:: Exercise ::
Filter the rows and copy every line that contains the string "arched".

:: Supplied material ::
########

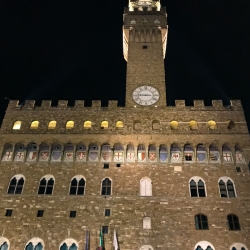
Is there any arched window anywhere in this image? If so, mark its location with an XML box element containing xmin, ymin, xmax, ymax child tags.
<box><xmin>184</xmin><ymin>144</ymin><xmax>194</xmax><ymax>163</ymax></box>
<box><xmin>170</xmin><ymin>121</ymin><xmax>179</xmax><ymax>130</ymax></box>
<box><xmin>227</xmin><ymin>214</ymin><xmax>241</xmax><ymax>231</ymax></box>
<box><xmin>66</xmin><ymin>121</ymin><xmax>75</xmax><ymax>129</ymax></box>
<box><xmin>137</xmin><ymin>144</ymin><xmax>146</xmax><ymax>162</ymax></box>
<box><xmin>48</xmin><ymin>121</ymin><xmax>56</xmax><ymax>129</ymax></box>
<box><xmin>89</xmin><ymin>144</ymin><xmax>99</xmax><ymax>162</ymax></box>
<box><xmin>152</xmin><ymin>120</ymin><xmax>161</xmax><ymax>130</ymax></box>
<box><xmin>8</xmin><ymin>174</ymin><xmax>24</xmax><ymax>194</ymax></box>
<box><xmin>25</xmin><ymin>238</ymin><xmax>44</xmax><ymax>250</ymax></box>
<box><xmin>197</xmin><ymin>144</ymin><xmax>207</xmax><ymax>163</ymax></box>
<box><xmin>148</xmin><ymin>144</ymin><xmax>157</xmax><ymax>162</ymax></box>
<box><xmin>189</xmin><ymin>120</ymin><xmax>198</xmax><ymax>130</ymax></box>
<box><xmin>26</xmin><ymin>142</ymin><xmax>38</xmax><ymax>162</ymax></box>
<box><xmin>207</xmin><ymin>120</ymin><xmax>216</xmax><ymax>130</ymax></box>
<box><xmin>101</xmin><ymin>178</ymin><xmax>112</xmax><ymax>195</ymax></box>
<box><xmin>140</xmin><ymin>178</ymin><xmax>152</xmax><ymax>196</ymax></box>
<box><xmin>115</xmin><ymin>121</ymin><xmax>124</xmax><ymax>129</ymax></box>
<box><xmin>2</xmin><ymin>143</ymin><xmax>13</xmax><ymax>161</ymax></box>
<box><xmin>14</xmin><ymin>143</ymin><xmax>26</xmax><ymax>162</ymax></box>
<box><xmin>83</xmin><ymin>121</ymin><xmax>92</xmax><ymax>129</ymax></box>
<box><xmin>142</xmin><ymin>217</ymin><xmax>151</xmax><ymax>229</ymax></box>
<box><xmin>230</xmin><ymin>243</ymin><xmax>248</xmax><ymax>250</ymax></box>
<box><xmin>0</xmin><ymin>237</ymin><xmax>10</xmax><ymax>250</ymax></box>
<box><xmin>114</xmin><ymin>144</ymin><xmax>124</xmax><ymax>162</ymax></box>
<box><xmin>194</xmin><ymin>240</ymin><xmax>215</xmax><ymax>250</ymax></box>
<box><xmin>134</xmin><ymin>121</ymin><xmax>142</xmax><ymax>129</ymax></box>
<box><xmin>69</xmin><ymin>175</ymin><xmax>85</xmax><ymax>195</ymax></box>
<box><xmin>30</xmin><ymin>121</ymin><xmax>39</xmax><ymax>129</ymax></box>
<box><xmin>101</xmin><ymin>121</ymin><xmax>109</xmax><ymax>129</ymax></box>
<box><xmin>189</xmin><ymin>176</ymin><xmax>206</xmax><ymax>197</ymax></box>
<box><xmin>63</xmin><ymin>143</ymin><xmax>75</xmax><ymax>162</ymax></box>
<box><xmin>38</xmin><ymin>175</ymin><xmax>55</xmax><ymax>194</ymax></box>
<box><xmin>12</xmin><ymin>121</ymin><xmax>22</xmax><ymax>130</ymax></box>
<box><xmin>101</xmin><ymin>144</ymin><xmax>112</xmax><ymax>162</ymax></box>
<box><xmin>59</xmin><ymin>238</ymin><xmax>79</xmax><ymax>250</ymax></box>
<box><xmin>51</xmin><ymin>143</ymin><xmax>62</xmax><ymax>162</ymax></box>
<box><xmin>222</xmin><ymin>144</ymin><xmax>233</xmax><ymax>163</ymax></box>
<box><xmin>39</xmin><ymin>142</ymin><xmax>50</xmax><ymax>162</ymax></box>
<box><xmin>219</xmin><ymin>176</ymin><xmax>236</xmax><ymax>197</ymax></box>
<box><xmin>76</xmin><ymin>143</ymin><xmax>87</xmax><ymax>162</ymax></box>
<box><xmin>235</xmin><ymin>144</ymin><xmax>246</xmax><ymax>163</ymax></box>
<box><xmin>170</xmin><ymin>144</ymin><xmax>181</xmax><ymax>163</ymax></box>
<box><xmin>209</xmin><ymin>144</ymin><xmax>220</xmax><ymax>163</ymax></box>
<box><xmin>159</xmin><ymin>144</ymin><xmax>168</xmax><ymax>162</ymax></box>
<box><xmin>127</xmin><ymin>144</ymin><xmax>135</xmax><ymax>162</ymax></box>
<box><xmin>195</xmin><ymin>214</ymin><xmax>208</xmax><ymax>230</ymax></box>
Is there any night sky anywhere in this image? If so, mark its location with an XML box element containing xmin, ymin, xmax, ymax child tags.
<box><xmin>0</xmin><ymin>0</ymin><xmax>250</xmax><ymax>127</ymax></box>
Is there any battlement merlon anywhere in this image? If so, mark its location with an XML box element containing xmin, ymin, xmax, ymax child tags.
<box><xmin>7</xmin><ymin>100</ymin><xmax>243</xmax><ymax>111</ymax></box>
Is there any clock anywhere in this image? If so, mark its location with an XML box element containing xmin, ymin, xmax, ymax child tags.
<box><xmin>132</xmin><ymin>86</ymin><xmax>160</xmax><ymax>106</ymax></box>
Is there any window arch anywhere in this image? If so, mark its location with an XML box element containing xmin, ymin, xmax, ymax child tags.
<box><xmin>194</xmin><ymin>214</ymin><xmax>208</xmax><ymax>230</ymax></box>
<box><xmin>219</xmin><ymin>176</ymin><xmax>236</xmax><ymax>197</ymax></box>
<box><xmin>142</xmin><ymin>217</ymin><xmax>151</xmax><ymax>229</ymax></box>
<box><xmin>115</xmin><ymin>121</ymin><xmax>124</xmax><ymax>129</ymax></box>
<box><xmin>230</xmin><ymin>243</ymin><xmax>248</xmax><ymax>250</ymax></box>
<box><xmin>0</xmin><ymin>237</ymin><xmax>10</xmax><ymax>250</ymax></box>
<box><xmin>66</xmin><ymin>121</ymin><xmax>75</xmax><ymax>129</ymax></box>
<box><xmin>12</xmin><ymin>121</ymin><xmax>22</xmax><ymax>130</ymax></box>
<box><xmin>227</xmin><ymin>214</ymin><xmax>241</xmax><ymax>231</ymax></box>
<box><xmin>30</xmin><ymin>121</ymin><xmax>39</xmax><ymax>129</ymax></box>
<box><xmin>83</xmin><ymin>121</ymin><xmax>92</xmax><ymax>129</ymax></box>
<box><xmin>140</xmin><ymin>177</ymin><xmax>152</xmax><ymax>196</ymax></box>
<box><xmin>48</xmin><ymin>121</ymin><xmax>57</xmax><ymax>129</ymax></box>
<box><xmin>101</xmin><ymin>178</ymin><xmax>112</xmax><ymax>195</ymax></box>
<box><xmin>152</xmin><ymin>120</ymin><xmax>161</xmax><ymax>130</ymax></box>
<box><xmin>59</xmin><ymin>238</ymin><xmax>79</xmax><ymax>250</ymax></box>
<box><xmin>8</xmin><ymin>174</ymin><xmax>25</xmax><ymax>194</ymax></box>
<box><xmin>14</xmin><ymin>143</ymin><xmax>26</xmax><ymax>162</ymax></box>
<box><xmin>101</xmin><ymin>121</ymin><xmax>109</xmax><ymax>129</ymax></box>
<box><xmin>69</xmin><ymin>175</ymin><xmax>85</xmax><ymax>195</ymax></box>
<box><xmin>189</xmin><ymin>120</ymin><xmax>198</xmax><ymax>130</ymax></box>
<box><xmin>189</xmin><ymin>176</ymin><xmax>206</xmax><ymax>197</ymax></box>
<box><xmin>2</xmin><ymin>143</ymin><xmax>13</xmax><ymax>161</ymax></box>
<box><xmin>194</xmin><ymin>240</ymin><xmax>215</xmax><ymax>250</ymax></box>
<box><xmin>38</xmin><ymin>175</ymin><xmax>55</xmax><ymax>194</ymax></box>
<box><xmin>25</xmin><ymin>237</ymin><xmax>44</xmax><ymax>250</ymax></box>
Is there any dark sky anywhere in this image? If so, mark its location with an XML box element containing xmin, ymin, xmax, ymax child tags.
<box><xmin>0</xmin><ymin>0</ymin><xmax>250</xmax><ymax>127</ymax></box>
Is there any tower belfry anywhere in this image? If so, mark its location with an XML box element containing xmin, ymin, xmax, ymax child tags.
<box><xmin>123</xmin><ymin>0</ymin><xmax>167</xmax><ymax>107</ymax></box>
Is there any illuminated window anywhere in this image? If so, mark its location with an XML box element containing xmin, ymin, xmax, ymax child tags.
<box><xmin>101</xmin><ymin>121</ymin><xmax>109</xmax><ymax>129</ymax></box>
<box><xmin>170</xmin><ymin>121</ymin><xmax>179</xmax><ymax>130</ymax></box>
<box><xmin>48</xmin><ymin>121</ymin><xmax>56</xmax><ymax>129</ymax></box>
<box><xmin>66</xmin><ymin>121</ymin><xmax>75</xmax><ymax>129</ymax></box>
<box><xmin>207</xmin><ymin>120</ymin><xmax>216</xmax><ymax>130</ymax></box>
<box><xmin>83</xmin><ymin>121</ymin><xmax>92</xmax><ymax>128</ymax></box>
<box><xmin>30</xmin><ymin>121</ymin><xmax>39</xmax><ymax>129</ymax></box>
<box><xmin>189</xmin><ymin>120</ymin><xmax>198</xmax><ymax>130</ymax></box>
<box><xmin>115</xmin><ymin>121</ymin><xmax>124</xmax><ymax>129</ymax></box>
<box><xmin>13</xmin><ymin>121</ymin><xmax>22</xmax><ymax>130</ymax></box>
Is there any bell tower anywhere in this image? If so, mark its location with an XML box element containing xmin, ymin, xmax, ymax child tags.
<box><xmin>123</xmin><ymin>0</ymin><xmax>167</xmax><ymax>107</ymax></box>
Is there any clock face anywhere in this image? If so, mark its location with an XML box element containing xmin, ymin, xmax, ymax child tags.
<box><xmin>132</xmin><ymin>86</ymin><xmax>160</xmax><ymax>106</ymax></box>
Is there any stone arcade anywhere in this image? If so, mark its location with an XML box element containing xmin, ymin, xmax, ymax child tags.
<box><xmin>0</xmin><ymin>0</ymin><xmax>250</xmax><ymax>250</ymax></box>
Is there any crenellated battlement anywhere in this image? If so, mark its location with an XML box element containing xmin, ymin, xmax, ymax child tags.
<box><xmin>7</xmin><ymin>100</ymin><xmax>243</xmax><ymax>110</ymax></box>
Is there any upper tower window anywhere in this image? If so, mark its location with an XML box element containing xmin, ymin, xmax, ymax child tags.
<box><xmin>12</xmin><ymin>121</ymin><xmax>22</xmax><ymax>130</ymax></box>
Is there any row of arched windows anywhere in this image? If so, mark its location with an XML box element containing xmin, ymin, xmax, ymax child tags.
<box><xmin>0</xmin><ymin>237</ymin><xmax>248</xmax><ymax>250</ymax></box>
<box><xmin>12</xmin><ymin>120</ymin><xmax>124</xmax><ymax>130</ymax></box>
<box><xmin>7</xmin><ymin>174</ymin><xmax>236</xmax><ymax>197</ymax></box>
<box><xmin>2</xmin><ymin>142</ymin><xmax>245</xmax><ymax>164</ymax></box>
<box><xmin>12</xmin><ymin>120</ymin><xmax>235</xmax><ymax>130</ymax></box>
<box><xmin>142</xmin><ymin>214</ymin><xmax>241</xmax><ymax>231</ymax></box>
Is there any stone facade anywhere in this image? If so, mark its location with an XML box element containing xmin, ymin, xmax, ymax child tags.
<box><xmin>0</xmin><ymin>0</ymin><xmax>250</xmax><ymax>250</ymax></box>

########

:: Written answer ::
Is there any arched window anywhere in this image? If so, mark its location with an XML box element containing xmin, ymin, xmax, ymax child tags.
Is there any row of arched windows anywhere in this image? If so, mark its location with an XML box element containing xmin, ymin, xmax, ymax child tags.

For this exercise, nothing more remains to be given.